Items listed in a dataset:
────────────────────────────────────────

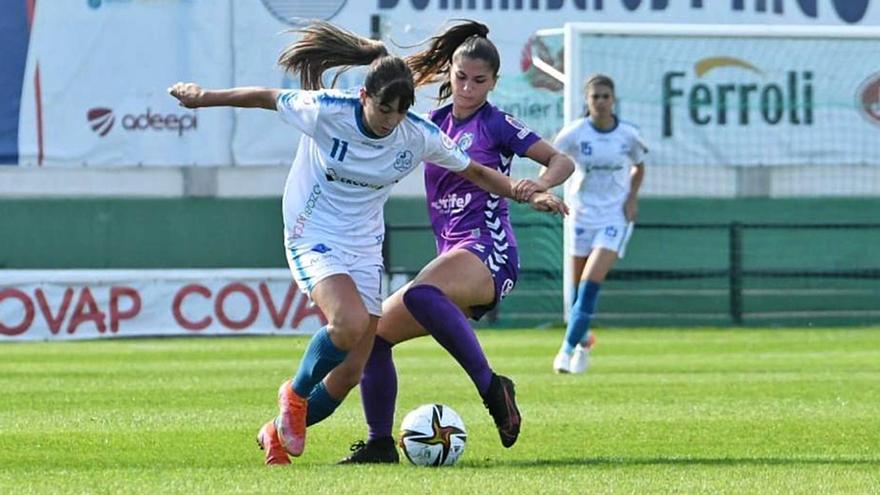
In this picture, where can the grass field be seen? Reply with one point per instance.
(661, 411)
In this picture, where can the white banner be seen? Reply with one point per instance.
(88, 304)
(97, 70)
(740, 98)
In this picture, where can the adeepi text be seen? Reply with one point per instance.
(158, 122)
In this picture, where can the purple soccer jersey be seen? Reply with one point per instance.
(465, 216)
(459, 210)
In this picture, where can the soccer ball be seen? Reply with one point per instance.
(432, 435)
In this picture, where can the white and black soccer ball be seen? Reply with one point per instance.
(432, 435)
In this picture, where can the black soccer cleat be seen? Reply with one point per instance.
(500, 400)
(376, 451)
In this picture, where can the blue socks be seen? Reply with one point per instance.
(582, 312)
(321, 356)
(321, 405)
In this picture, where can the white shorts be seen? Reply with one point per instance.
(611, 237)
(311, 263)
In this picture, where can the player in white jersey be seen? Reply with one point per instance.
(609, 157)
(354, 148)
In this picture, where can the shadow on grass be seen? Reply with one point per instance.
(678, 461)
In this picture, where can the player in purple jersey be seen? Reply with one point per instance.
(340, 274)
(477, 260)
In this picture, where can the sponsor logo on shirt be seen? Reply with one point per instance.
(451, 203)
(332, 176)
(299, 225)
(447, 142)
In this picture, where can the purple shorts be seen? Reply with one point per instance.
(503, 263)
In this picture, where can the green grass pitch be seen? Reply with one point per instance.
(660, 411)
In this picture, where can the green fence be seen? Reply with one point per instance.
(787, 274)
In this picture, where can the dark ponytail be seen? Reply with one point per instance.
(468, 39)
(324, 46)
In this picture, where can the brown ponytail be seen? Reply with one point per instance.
(324, 46)
(468, 39)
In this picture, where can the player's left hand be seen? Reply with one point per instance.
(548, 202)
(631, 208)
(524, 188)
(189, 95)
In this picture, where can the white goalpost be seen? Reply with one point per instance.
(738, 110)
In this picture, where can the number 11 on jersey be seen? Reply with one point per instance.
(339, 149)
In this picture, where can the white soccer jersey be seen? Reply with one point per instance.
(600, 183)
(341, 178)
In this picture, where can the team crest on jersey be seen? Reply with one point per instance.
(506, 287)
(586, 148)
(403, 161)
(516, 124)
(465, 141)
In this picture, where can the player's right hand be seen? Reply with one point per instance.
(548, 202)
(189, 95)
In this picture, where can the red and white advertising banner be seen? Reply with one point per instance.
(89, 304)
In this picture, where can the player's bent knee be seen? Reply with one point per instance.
(347, 327)
(419, 294)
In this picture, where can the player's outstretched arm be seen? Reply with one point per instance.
(191, 95)
(557, 168)
(495, 182)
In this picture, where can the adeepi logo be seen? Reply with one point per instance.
(868, 97)
(101, 119)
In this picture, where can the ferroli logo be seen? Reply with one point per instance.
(869, 98)
(101, 119)
(788, 99)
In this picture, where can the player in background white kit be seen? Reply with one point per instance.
(603, 192)
(355, 146)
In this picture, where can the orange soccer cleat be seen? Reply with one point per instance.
(268, 441)
(291, 420)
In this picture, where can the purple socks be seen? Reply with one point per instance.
(448, 325)
(379, 390)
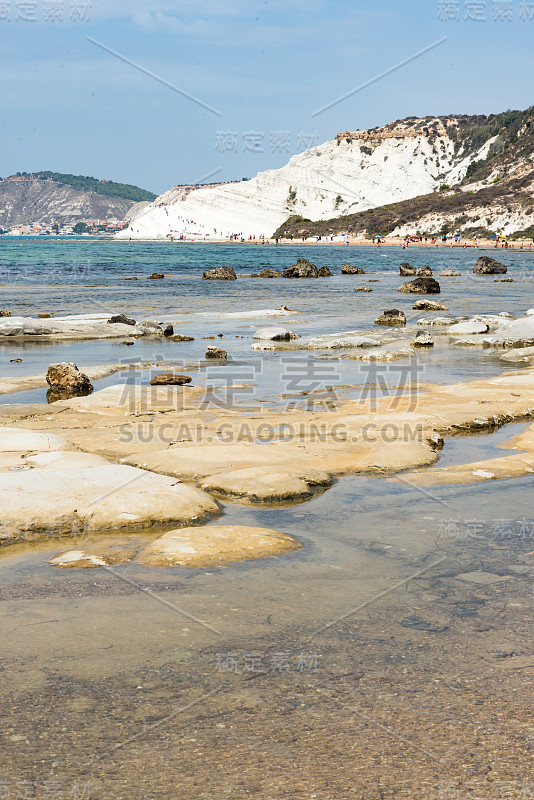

────────────────────────────────────────

Word for word, print out all of the records above; pass over the pictures.

In this picture, where can the grass field be seen? Reply with one point per instance.
(661, 411)
In this picture, where can the white banner be seen? Reply with one point per instance.
(88, 304)
(97, 70)
(740, 98)
In this picture, where can the adeepi text be seen? Reply with one point per instance.
(158, 122)
In this picture, where can the purple soccer jersey be seen? Reply with one point per instance.
(465, 216)
(459, 210)
In this picture, where can the soccer ball be seen? Reply with one point per instance.
(432, 435)
In this picture, where can the white and black soccer ball be seen? Reply with one point per instance.
(432, 435)
In this picture, where can the black soccer cleat be seen? Reply with one point per instance.
(500, 400)
(376, 451)
In this picture, where can the blue socks be seen? Reply with one point per instance.
(582, 312)
(321, 356)
(321, 405)
In this picture, where can the white shorts be seen? Reply with one point per instance.
(611, 237)
(311, 263)
In this picture, where can the player in white jersey be seen? Reply with one point per instance.
(609, 157)
(354, 148)
In this picture, where can the shadow on grass be seen? Reply with one point per instance.
(678, 461)
In this picture, where can the player in purple jersey be seen? Reply with one point per instance.
(340, 274)
(477, 260)
In this picture, where can the sponsor logo on shirt be seen? Reply with one point per instance.
(451, 203)
(332, 176)
(299, 225)
(447, 142)
In this picture, where can the purple shorts be seen? Reply with one point per instance.
(503, 263)
In this picture, where can the green grass pitch be seen? Reply with one point per instance.
(660, 411)
In this picture, where can the green fence be seen? Reply with one point per instance.
(787, 274)
In this picture, where can the dark ponytail be seen? Reply with one point per instance.
(468, 39)
(324, 46)
In this picture, where can the brown ponytail be seen? Reply with one point per instance.
(324, 46)
(468, 39)
In this picture, where can the player's left hand be seen? Reply with one point per instance.
(548, 202)
(631, 208)
(524, 188)
(189, 95)
In this picture, where can the white goalpost be seen? Reply with one point per instance.
(738, 110)
In this picture, where can the number 11 on jersey be seen? Reply with one point per instance.
(339, 149)
In this picture, where can the white soccer jersey be seen? Reply with one point per instance.
(600, 183)
(341, 178)
In this picture, where can the team crest on jersey be seen? Reply with one point per instance.
(506, 287)
(586, 148)
(403, 161)
(516, 124)
(465, 141)
In this picture, where can the player's right hand be seen? Reply with one point per instance.
(548, 202)
(189, 95)
In this picture, where can the red and white advertising banner be seen? Reply with one point per instance.
(89, 304)
In this picture, where can the player's bent knee be seen? Reply with one point per instance.
(347, 327)
(419, 294)
In this picture, where can the player's outstretched arm be seen? Reply with one point per instance.
(191, 95)
(557, 168)
(495, 182)
In this picture, where can the adeepi logo be seen? Reply with one point per instance.
(868, 97)
(101, 119)
In this picture, where can the ferroli logo be seen? Reply with one point per instance.
(869, 98)
(101, 119)
(788, 99)
In this picture, where can the player in background white kit be seen? Reply with one point per instance.
(603, 192)
(355, 146)
In this picture, where can the orange soccer cleat be seen? Reply with one point per instance.
(268, 441)
(291, 420)
In this picture, where can the purple socks be seen? Reply with one point per instance.
(448, 325)
(379, 390)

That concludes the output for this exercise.